Task instructions: Retype, word for word, each line between the lines holding "Target: man's outstretched arm" and "<point>305,92</point>", inclusive, and leave the rest of the data alone.

Source data Block Start

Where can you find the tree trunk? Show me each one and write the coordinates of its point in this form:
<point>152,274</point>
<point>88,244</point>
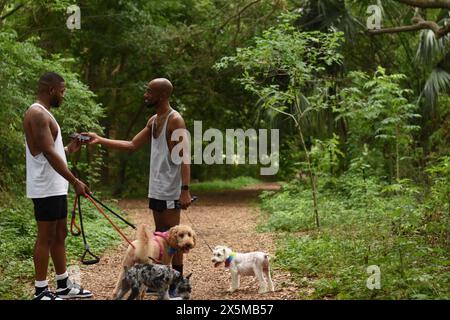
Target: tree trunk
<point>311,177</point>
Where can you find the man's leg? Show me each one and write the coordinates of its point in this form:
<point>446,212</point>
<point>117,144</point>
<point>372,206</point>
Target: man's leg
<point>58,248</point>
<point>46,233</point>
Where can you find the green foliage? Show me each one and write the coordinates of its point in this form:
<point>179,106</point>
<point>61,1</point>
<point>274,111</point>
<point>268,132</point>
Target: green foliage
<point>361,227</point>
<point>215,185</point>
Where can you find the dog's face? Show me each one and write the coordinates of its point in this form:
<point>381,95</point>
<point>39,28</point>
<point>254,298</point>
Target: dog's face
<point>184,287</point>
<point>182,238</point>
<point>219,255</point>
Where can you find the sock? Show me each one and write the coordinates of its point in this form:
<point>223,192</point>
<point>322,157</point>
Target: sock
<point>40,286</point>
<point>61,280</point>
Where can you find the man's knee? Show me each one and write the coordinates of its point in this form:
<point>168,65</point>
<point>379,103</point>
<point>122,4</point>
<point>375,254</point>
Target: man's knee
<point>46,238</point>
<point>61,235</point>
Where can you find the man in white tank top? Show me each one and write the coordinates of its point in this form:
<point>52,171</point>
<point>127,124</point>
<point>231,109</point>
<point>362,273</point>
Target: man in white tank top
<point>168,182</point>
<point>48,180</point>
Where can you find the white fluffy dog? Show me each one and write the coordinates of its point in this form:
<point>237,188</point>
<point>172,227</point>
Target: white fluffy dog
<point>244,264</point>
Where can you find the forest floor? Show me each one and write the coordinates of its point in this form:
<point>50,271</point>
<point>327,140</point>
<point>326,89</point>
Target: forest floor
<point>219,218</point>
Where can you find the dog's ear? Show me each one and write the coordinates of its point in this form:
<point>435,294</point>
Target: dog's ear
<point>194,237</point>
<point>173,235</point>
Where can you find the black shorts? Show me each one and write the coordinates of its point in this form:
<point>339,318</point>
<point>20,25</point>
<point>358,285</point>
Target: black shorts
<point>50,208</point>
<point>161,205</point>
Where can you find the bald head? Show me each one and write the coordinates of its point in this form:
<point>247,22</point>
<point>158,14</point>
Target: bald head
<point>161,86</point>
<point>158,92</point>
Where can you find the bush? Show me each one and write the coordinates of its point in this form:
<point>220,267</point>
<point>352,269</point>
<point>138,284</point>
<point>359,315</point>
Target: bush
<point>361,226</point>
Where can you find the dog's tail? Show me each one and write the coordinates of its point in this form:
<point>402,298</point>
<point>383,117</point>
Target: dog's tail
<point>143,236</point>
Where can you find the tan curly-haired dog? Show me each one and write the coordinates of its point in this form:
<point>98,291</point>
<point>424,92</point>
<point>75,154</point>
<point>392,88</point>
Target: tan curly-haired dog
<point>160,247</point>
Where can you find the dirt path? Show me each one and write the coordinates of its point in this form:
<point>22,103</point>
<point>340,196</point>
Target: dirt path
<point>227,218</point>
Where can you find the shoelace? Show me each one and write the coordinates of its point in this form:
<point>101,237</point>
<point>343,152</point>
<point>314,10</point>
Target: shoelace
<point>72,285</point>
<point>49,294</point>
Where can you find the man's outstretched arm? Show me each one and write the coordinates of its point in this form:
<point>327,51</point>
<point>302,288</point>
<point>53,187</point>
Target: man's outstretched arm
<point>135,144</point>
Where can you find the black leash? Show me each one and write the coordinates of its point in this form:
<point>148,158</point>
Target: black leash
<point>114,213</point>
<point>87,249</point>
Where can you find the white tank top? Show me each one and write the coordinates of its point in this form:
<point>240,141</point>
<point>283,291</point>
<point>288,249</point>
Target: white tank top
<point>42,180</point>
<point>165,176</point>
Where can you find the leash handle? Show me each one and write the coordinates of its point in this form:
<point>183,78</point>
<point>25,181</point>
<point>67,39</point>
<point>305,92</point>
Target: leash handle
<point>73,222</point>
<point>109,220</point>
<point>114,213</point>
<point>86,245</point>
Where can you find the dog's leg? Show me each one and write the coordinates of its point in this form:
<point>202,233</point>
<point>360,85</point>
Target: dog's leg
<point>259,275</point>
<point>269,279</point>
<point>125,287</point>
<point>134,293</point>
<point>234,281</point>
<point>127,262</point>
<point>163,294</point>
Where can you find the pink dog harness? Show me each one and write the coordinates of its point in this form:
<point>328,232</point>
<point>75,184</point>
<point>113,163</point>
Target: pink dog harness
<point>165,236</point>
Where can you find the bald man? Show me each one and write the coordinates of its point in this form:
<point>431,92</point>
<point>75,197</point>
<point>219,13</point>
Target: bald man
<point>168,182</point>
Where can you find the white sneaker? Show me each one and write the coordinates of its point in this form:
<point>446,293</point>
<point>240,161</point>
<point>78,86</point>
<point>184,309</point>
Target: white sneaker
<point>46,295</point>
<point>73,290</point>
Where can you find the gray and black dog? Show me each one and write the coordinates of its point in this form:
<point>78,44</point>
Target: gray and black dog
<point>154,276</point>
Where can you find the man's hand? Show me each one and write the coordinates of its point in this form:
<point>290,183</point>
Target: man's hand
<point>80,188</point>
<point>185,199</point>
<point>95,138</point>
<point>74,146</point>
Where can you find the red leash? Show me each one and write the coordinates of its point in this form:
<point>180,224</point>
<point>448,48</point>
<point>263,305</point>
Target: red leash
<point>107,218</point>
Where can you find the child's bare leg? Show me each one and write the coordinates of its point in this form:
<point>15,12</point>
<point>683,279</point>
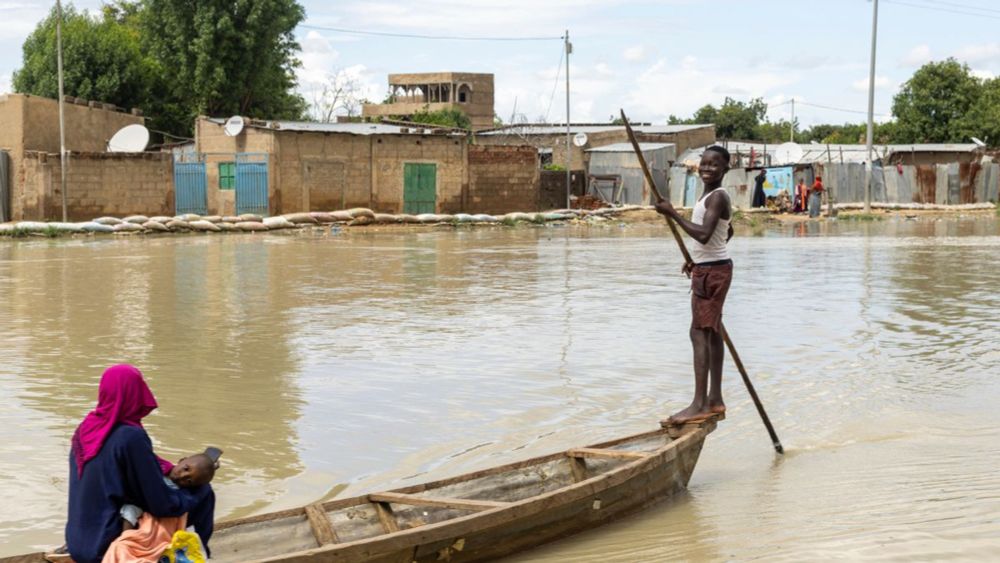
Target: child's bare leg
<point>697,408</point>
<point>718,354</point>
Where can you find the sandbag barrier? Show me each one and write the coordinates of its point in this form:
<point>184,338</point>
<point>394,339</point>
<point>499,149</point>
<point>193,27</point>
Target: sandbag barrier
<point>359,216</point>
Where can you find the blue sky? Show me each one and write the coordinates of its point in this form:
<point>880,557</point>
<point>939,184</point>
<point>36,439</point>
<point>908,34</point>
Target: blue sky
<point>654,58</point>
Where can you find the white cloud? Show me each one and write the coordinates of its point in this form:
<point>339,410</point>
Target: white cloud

Source data Block End

Solution for this problem:
Target: man's outstretched arm
<point>135,144</point>
Where can you find the black leash? Show me each one and write the coordinates of its point in this form:
<point>148,158</point>
Target: black leash
<point>114,213</point>
<point>87,249</point>
Where can you find the white tank top? Show me each one and write the coordinates of its point in this form:
<point>240,141</point>
<point>283,291</point>
<point>288,249</point>
Target: white tank top
<point>42,180</point>
<point>165,176</point>
Where can you find the leash handle? Show me each one and write the coordinates of its point in this form:
<point>183,78</point>
<point>25,181</point>
<point>67,39</point>
<point>305,92</point>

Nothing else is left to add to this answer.